## GIVEN TASK
Rewrite every row below, changing each "sailboat" to "yacht" and leaving everything else as it is. Omit the pictures.

[Position annotation rows]
==============================

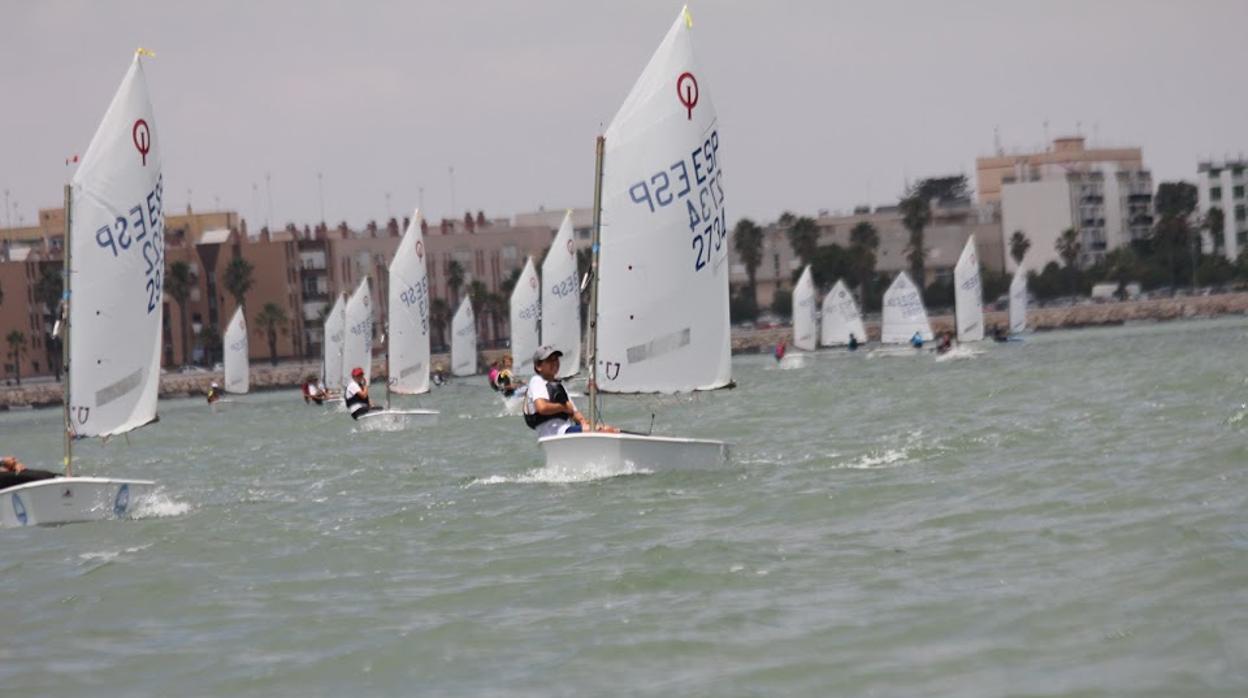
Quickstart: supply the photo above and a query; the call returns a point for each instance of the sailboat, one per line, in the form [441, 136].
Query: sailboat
[333, 336]
[658, 299]
[463, 340]
[805, 321]
[969, 295]
[560, 301]
[904, 314]
[526, 320]
[357, 345]
[236, 360]
[112, 312]
[1018, 302]
[841, 317]
[407, 342]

==============================

## FINAL ANSWER
Quickstart: supply the photo above and a query; the call returns a point for each instance of the yacht, one per line, in the form [441, 136].
Query: yacht
[333, 336]
[658, 299]
[463, 340]
[805, 321]
[969, 295]
[560, 301]
[904, 314]
[526, 320]
[357, 345]
[236, 360]
[112, 312]
[1018, 302]
[841, 317]
[407, 342]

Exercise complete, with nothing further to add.